Task prompt:
Show the lines below that contain the string "bird".

(Photo-based referring expression data)
• • • • • • •
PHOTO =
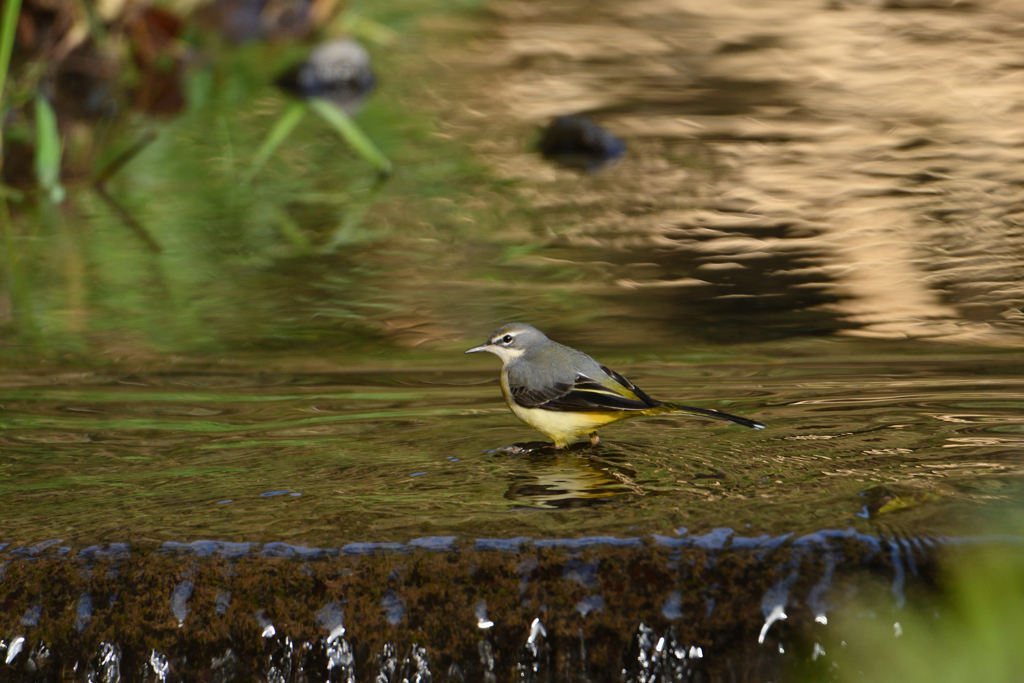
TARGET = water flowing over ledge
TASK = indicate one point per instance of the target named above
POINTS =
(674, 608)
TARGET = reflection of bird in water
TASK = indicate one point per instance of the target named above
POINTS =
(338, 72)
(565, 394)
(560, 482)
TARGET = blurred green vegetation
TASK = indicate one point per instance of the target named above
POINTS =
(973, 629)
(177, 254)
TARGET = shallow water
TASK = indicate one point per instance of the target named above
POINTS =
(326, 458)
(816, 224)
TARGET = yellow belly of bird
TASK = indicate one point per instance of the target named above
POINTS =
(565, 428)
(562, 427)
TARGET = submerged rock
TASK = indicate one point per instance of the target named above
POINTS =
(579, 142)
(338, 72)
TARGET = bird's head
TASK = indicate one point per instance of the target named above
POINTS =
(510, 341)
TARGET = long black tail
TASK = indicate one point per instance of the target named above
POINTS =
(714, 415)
• • • • • • •
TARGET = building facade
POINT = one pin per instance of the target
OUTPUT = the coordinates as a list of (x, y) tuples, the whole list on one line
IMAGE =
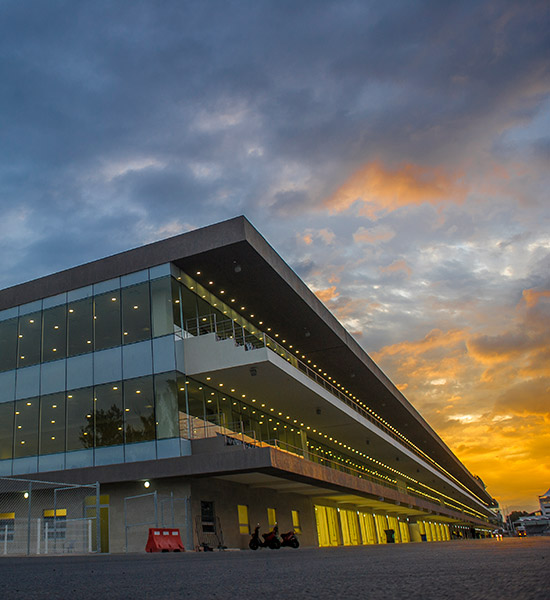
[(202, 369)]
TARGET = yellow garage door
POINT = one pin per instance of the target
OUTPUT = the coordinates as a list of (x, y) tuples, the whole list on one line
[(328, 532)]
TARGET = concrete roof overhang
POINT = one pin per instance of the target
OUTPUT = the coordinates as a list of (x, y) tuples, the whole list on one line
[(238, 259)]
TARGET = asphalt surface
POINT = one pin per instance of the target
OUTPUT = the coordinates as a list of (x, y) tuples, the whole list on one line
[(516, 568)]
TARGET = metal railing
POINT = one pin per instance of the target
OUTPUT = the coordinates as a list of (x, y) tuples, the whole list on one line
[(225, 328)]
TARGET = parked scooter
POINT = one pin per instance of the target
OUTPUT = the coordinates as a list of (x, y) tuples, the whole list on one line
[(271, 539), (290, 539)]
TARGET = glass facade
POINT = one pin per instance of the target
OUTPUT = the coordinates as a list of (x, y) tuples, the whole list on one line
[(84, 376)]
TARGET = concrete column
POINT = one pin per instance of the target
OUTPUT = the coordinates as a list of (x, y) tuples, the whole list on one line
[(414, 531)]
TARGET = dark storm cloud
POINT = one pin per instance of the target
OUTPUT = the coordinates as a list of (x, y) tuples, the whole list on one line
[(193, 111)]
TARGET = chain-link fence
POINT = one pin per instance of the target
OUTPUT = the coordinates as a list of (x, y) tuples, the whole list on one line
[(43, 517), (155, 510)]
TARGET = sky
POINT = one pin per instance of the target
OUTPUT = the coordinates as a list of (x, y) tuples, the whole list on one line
• • • • • • •
Your response:
TARGET = reflection of bird in water
TARGET = yellow belly of bird
TARGET = bird's head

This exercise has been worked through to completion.